The problem → Please retype only the lines below that run from the one containing "In this exercise you will locate the green foliage" through the last line, both included, without altering a word.

══ Data for review

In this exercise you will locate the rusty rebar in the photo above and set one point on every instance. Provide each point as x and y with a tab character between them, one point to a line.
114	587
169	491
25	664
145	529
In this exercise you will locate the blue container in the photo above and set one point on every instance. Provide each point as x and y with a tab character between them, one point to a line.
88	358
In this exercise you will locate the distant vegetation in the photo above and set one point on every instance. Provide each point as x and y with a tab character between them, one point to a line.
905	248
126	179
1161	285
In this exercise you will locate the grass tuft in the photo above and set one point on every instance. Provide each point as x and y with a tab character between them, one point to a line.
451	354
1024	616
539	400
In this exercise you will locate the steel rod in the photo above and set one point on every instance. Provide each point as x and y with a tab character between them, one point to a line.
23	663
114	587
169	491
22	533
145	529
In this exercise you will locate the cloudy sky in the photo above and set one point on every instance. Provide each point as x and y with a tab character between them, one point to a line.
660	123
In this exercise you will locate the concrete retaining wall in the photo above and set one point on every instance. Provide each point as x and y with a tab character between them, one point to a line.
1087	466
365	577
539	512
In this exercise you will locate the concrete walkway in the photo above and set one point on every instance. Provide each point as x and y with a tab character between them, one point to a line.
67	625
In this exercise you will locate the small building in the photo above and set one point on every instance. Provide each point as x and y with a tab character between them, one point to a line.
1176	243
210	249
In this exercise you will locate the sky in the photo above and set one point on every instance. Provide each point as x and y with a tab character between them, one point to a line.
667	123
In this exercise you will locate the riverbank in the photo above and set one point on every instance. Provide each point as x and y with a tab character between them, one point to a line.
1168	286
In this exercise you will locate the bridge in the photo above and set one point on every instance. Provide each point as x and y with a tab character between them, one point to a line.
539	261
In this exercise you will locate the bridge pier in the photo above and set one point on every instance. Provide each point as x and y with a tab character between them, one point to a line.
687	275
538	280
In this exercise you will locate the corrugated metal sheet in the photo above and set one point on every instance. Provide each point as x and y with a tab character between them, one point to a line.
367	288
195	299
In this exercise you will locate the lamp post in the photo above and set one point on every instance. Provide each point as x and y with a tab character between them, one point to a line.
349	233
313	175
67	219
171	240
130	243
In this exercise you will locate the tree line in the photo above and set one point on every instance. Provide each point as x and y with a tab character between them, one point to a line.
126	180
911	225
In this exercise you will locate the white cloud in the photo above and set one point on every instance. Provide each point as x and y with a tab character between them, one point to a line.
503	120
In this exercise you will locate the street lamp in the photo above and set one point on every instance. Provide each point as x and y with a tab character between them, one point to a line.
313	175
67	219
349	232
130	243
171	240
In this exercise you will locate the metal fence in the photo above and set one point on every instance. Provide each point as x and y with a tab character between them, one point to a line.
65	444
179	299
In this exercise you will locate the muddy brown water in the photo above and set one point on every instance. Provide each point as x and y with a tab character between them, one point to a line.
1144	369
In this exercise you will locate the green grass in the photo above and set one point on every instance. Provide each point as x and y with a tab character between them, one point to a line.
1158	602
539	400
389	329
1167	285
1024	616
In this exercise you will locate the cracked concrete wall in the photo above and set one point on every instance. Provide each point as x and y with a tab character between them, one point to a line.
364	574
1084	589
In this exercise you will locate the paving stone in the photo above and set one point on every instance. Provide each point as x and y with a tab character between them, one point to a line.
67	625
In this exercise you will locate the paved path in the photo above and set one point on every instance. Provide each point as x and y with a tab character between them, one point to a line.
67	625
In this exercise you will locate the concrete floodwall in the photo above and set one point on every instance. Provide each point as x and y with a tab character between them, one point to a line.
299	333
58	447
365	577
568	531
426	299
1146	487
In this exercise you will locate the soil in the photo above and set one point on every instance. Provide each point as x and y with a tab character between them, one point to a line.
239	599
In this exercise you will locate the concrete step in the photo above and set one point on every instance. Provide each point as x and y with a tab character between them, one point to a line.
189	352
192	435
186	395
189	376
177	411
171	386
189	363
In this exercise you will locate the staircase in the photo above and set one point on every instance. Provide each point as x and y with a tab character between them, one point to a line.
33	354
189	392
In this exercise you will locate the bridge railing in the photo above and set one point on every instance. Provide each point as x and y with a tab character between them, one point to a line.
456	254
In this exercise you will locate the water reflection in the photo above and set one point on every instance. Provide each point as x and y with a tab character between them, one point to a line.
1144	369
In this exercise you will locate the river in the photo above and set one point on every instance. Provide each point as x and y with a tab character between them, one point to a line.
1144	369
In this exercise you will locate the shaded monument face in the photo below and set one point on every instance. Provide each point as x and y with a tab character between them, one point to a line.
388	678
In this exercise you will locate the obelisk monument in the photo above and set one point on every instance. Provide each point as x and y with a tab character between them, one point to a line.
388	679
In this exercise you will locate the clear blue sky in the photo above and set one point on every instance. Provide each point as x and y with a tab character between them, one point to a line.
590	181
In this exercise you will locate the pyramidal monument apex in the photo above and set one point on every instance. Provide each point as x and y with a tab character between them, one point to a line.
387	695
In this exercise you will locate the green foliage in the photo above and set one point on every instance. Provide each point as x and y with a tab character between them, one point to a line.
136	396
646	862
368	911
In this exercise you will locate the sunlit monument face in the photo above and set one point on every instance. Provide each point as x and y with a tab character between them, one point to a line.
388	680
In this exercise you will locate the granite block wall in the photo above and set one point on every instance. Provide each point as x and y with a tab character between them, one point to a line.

════

Response below →
In this exercise you will locate the green foliage in the photo above and set one point on every instance. Provide each point as x and y with a tab character between them, one point to a line.
136	396
646	862
368	911
In this exercise you will locate the sunlit monument face in the photo above and set one point on every instance. Provide each point as x and y with a tab character between them, one point to a line.
388	680
In this exercise you will locate the granite block wall in the photo above and set one point on every instance. Provide each point as x and y with a tab character between them, one point to a line.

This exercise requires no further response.